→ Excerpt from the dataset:
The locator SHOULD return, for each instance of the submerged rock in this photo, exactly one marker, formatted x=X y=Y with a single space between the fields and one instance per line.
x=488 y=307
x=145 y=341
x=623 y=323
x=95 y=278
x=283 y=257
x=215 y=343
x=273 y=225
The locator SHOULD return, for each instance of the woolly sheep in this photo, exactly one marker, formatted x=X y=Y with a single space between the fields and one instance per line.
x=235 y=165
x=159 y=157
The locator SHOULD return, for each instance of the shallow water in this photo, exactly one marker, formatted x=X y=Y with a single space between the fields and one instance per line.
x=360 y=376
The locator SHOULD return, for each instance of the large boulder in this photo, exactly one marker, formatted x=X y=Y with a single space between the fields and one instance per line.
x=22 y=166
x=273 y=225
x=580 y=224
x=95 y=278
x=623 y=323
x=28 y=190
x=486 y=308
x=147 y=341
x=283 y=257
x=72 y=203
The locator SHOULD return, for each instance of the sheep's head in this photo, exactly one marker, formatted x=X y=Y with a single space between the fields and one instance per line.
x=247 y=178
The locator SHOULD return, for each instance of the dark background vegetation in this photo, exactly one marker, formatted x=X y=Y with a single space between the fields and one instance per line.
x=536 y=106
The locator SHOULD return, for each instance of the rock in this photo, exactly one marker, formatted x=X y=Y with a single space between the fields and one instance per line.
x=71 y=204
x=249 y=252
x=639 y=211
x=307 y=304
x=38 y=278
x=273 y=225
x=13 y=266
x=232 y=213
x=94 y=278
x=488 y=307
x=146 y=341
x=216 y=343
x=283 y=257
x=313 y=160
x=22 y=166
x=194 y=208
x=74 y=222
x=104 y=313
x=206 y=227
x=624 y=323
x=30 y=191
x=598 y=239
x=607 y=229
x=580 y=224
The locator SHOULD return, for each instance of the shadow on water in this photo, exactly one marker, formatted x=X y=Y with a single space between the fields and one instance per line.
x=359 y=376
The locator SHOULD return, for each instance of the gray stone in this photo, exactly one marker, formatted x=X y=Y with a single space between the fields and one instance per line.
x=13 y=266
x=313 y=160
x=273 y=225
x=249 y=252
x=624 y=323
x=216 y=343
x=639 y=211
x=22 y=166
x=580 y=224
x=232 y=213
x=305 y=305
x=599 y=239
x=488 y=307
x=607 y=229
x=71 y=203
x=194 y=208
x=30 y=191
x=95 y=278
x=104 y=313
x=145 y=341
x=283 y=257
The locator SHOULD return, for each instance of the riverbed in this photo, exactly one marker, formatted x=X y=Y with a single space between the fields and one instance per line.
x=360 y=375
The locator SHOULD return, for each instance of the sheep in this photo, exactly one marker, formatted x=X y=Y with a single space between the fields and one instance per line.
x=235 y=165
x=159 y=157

→ THE PROBLEM: Retype all of the records above, keeping every character the same.

→ SOLUTION TO THE PROBLEM:
The locator SHOULD return, for each instance of the submerged rock in this photo, exactly one marker, formatted x=X y=Y with a single space between the fields and one instance per line.
x=488 y=307
x=145 y=341
x=623 y=323
x=95 y=278
x=283 y=257
x=215 y=343
x=273 y=225
The locator SHOULD return, for each instance of the woolly sheep in this photo, exactly one marker, formatted x=X y=Y with a single space between the fields and one instance per line.
x=235 y=165
x=159 y=157
The locator SHOULD return, for each instance of the shallow water in this photo, exactly one marker, formatted x=X y=Y with a single space between the fields and one instance per line.
x=360 y=376
The locator SHOULD return, for each instance of the large boulder in this photo, exactly one marker, formatted x=X y=Y with a single space between the fields and one instance per line.
x=22 y=166
x=273 y=225
x=580 y=224
x=95 y=278
x=623 y=323
x=28 y=190
x=486 y=308
x=147 y=341
x=283 y=257
x=72 y=203
The locator SHOULD return, for each instance of the sheep's head in this photo, exactly one marker, formatted x=X y=Y with a single space between the fields and one instance per line.
x=247 y=178
The locator SHOULD return, for each instance of the dark background vegetation in this photo, exactly one marker, formatted x=X y=Y with a single space between the fields and one instance per line.
x=536 y=106
The locator SHOULD return, for each instance of the rock in this photo, exactly one marker, formatted x=X y=Y with a single space between the fields and one instance per line.
x=71 y=204
x=249 y=252
x=639 y=211
x=307 y=304
x=38 y=278
x=273 y=225
x=13 y=266
x=232 y=213
x=94 y=278
x=488 y=307
x=146 y=341
x=216 y=343
x=283 y=257
x=313 y=160
x=22 y=166
x=194 y=208
x=74 y=222
x=104 y=313
x=206 y=227
x=624 y=323
x=30 y=191
x=598 y=239
x=607 y=229
x=580 y=224
The locator SHOULD return, for each instance of the shadow on water in this photo, exactly one marker, formatted x=X y=Y with a single space between the fields and one instance per line.
x=359 y=376
The locator SHOULD return, for each instance of the gray stone in this photo, exactly one marker, formatted x=X y=Y with a single space between the fields and one instance per line.
x=13 y=266
x=313 y=160
x=273 y=225
x=249 y=252
x=624 y=323
x=216 y=343
x=639 y=211
x=22 y=166
x=580 y=224
x=232 y=213
x=305 y=305
x=599 y=239
x=488 y=307
x=607 y=229
x=71 y=203
x=194 y=208
x=30 y=191
x=95 y=278
x=104 y=313
x=145 y=341
x=283 y=257
The locator SHOULD return, for each instance of the riverbed in this photo, exactly one marker, formatted x=X y=Y with a single space between the fields and one instance per line.
x=360 y=375
The locator SHOULD return, for each instance of the sheep in this photo, exactly one marker, formatted x=X y=Y with a single space between the fields and one instance per line.
x=235 y=165
x=159 y=157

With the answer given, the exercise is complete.